### Required task:
Could you rewrite the listing below, replacing every "Practice problem" with "Exercise" and keeping everything else the same?

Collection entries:
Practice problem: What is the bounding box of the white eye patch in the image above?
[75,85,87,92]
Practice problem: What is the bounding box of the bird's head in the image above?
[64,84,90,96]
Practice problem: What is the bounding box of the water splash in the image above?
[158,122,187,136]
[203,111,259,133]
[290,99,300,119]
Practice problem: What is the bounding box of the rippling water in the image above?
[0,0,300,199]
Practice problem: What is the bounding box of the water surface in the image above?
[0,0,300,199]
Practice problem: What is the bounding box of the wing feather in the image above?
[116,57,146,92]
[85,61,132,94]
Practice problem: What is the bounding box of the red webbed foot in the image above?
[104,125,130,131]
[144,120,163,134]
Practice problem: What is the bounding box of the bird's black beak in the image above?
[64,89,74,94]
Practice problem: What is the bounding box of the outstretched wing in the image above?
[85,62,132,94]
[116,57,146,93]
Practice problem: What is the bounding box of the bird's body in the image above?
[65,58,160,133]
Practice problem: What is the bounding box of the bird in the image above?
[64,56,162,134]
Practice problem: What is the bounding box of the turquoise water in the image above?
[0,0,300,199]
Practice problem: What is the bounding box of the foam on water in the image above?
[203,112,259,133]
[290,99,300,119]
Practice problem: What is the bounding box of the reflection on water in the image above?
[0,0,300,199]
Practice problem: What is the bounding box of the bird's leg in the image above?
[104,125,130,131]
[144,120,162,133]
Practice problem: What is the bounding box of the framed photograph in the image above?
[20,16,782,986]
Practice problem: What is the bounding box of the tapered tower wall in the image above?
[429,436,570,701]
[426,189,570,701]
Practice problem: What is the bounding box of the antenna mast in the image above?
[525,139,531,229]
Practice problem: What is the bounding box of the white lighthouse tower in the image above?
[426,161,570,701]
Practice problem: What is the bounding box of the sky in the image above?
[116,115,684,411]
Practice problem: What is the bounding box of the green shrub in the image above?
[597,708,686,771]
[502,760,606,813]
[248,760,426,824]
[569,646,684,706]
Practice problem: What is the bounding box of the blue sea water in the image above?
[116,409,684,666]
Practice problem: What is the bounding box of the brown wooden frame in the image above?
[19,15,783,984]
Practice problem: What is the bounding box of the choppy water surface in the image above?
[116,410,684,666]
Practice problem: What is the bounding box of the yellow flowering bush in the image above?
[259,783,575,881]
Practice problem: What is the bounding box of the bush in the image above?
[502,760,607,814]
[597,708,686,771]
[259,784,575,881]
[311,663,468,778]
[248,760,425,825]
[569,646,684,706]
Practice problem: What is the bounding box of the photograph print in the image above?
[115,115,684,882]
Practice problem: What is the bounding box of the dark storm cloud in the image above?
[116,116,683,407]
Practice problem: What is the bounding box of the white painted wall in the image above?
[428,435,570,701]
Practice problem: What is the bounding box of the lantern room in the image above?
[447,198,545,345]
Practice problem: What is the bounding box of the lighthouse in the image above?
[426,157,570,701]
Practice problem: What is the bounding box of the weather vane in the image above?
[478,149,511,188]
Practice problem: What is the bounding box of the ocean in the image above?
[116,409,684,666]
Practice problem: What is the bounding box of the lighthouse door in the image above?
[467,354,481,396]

### Complete output:
Exercise: What is the bounding box of the white eye patch in the image above?
[75,85,87,92]
Exercise: What is the bounding box of the bird's head in the image above?
[64,84,90,96]
Exercise: What is the bounding box of the water splash in the image above?
[158,122,187,136]
[203,111,259,133]
[290,99,300,119]
Exercise: What is the bounding box of the rippling water in the image above?
[0,0,300,199]
Exercise: What is the bounding box of the water surface in the image above?
[0,0,300,199]
Exercise: What is the bounding box of the wing feather in the image above?
[116,57,146,92]
[85,61,132,94]
Exercise: What is the bounding box of the red webbed foot in the image above?
[104,125,130,131]
[144,120,163,134]
Exercise: What is the bounding box of the bird's black beak in the image above?
[64,89,74,94]
Exercise: What is the bounding box of the outstretched wing in the image above?
[85,62,132,94]
[116,57,146,93]
Exercise: What is the bounding box of the bird's body in the image above?
[65,58,160,133]
Exercise: What is the bounding box of the bird in the image above?
[64,56,162,134]
Exercise: What is the bounding box of the turquoise water in the image above?
[0,0,300,199]
Exercise: What is the bounding box of the foam on water in the image above?
[203,112,259,133]
[290,99,300,119]
Exercise: What is the bounding box of the reflection on water in the image above?
[0,0,300,199]
Exercise: What is the bounding box of the bird's leg in the image above?
[104,125,130,131]
[144,120,162,133]
Exercise: What is the bounding box of the framed photograph in the image above?
[20,16,782,986]
Exercise: What is the bounding box of the tapered tower wall in the image above?
[429,436,570,701]
[426,189,570,701]
Exercise: What is the bounding box of the antenna mast in the image above?
[525,139,531,229]
Exercise: What is the bounding box of the white lighthouse tower in the image above?
[426,161,570,701]
Exercise: What is the bounding box of the sky in the image above?
[116,115,684,411]
Exercise: What is the bounding box of the green shrub in the image above?
[597,708,686,771]
[502,760,606,813]
[248,760,426,824]
[569,646,684,706]
Exercise: What is the bounding box of the blue sea water in the image above?
[116,409,684,666]
Exercise: What is the bounding box of the brown wooden frame in the image above?
[19,15,783,984]
Exercise: What is the bounding box of the choppy water surface in the image above?
[116,410,684,666]
Exercise: What is the bounding box of the yellow flowering bush in the image above?
[259,783,575,881]
Exercise: What is the bounding box of the bush in the image above?
[502,760,607,814]
[597,708,686,771]
[259,784,575,881]
[311,663,468,778]
[248,760,425,825]
[569,646,684,706]
Exercise: What is the bounding box of the photograph print in the image above?
[115,115,684,882]
Exercise: What is the bounding box of the dark storm cloud in the image above?
[116,116,683,407]
Exercise: What is the bounding box of the white painted wall in the image above?
[428,435,570,701]
Exercise: What is the bounding box of the lantern room in the image above?
[447,198,545,345]
Exercise: What is the bounding box of the lighthouse in the image above?
[426,157,570,701]
Exercise: What is the bounding box of the weather vane in the image above?
[478,149,511,188]
Exercise: What is the bounding box of the ocean in the image above?
[116,409,684,666]
Exercise: What is the bounding box of the lighthouse door in the image above?
[467,354,481,396]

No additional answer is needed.